**DO THIS**
Repeat word for word the lines below, from the start of the rows through the line holding "pixel 584 393", both ends included.

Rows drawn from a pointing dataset

————

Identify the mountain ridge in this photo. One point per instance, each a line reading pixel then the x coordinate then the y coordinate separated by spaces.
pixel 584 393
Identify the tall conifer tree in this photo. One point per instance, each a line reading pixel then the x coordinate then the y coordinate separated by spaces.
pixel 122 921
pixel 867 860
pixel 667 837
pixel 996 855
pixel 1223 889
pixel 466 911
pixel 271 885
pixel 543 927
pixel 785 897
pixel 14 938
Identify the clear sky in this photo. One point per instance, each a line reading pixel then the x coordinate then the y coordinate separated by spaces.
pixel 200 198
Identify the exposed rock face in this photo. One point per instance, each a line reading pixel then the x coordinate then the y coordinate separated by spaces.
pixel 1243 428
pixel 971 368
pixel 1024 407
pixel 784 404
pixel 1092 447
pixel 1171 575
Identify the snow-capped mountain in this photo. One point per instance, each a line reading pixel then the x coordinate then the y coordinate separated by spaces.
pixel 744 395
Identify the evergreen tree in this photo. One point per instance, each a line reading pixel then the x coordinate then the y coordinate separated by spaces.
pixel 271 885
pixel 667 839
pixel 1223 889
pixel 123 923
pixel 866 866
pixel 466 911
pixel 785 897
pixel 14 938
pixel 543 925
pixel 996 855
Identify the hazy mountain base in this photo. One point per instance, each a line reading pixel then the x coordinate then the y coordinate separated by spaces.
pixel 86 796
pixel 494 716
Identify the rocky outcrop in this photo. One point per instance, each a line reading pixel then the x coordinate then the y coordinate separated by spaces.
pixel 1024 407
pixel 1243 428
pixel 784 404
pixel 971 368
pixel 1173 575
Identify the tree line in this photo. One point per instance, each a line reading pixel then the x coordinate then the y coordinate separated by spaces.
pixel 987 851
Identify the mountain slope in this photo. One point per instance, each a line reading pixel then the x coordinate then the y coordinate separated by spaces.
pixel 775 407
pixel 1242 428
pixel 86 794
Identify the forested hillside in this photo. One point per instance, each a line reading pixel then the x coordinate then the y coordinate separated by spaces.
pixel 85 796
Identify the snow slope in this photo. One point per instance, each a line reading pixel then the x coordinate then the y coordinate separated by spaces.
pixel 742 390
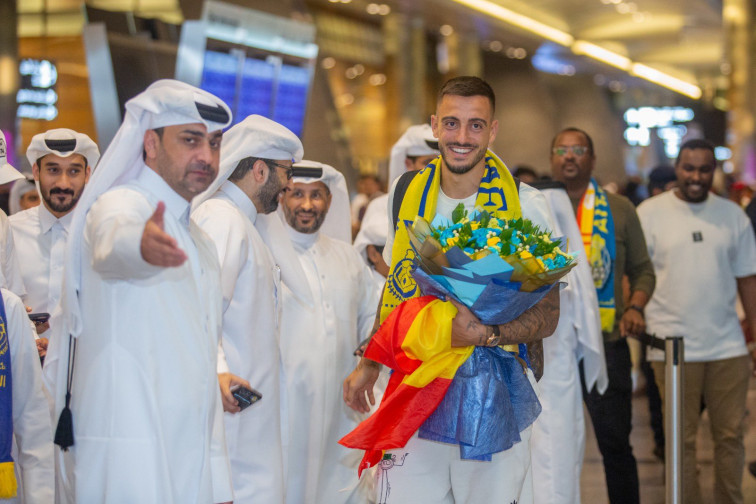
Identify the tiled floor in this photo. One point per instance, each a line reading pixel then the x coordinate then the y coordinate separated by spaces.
pixel 651 470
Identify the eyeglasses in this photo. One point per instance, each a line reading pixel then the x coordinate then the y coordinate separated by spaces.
pixel 577 150
pixel 289 169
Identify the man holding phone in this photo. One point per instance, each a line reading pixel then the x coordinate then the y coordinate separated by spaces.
pixel 62 160
pixel 255 168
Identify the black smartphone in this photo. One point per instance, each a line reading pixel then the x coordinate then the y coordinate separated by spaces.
pixel 39 318
pixel 246 397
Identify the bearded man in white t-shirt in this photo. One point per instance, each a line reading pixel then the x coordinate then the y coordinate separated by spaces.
pixel 704 253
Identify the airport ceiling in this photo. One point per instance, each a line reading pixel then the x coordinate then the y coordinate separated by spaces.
pixel 684 38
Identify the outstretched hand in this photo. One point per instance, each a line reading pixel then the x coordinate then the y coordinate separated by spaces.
pixel 158 247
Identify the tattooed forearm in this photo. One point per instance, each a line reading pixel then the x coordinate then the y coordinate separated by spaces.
pixel 479 330
pixel 535 354
pixel 537 323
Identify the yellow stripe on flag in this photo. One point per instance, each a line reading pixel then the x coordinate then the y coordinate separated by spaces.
pixel 429 340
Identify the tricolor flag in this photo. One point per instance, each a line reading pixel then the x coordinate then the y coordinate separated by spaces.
pixel 414 341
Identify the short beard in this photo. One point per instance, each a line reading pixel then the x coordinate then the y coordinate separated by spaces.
pixel 61 208
pixel 460 170
pixel 291 218
pixel 268 194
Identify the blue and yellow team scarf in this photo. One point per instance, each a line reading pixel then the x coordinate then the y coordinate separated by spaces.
pixel 8 485
pixel 497 194
pixel 597 229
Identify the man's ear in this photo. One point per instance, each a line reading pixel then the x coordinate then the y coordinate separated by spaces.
pixel 260 172
pixel 151 140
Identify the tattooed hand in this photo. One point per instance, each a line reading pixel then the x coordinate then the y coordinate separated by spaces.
pixel 467 329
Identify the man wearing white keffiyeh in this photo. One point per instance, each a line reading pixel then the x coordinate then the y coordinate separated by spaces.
pixel 141 310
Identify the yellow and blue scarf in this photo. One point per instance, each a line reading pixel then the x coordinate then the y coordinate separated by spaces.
pixel 497 194
pixel 597 229
pixel 8 486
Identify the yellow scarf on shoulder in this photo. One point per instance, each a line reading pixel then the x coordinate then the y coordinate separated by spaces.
pixel 497 194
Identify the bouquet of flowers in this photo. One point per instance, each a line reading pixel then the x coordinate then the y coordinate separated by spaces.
pixel 498 268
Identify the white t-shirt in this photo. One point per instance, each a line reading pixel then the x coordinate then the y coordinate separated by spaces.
pixel 532 203
pixel 698 251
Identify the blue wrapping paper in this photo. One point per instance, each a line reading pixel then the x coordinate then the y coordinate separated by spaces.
pixel 499 303
pixel 489 402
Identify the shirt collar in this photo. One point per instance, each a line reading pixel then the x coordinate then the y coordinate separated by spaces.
pixel 47 220
pixel 177 206
pixel 241 199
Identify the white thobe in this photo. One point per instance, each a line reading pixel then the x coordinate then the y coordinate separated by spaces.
pixel 317 344
pixel 558 439
pixel 147 410
pixel 250 282
pixel 11 274
pixel 40 239
pixel 33 448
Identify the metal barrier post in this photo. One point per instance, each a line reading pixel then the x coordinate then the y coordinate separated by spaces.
pixel 673 418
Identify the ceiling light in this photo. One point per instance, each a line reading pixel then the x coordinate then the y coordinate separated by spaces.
pixel 328 63
pixel 601 54
pixel 666 80
pixel 524 22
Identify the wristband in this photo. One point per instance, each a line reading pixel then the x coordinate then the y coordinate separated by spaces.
pixel 636 308
pixel 495 337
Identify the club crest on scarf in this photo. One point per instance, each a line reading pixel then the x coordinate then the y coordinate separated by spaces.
pixel 401 283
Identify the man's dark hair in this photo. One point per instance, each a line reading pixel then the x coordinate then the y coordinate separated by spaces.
pixel 696 143
pixel 39 160
pixel 575 130
pixel 159 132
pixel 468 85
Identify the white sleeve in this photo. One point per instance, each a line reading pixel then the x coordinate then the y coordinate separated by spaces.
pixel 11 271
pixel 31 414
pixel 368 301
pixel 645 213
pixel 220 467
pixel 535 207
pixel 113 229
pixel 229 237
pixel 390 233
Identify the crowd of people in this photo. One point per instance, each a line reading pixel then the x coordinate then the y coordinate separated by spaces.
pixel 202 303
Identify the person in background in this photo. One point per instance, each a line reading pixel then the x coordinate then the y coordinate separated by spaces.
pixel 24 195
pixel 10 273
pixel 27 469
pixel 614 245
pixel 318 340
pixel 62 160
pixel 256 160
pixel 704 253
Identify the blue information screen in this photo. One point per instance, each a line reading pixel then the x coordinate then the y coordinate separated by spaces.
pixel 257 86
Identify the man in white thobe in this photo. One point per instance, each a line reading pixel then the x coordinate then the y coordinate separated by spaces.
pixel 558 440
pixel 415 148
pixel 318 340
pixel 33 447
pixel 61 160
pixel 255 169
pixel 142 309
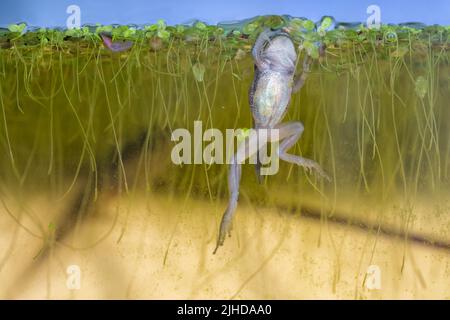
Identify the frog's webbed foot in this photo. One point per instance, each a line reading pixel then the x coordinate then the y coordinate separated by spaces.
pixel 234 178
pixel 289 134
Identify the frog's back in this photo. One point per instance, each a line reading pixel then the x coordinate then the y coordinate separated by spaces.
pixel 270 98
pixel 272 84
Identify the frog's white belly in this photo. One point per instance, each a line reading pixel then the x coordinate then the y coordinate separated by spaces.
pixel 271 98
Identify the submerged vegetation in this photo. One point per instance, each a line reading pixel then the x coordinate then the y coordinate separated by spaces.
pixel 77 116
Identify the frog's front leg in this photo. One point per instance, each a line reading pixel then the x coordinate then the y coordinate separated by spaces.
pixel 289 133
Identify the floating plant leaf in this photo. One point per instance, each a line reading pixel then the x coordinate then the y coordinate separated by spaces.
pixel 161 24
pixel 199 71
pixel 163 34
pixel 421 86
pixel 311 49
pixel 308 25
pixel 326 23
pixel 390 36
pixel 249 28
pixel 19 28
pixel 200 25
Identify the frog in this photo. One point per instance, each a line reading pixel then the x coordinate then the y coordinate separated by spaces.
pixel 274 82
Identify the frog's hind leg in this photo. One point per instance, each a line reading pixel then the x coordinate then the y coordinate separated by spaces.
pixel 234 179
pixel 245 150
pixel 289 133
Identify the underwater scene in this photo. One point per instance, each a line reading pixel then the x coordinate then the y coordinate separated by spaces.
pixel 123 174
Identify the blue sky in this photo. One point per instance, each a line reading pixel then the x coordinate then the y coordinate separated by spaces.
pixel 51 13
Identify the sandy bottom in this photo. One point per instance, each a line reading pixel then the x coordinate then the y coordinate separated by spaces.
pixel 160 248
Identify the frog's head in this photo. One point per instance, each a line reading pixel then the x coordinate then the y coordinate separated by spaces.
pixel 279 51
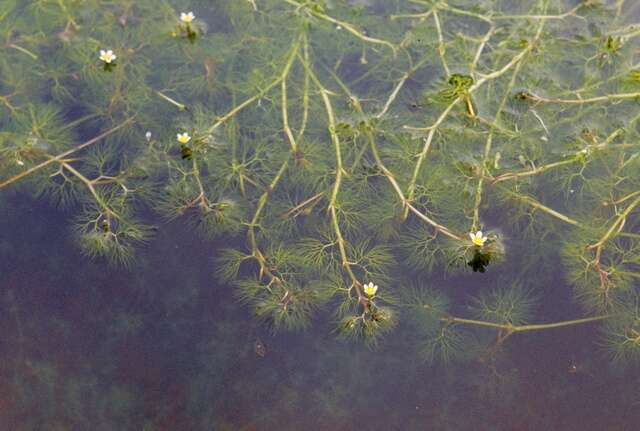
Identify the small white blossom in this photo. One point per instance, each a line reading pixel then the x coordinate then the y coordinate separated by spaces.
pixel 183 138
pixel 187 17
pixel 370 289
pixel 107 56
pixel 477 238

————

**IN RESPONSE**
Identify the mountain ridge in this photo. One point per instance, each a line reading pixel then the x coordinate then the y coordinate separated by spaces.
pixel 584 393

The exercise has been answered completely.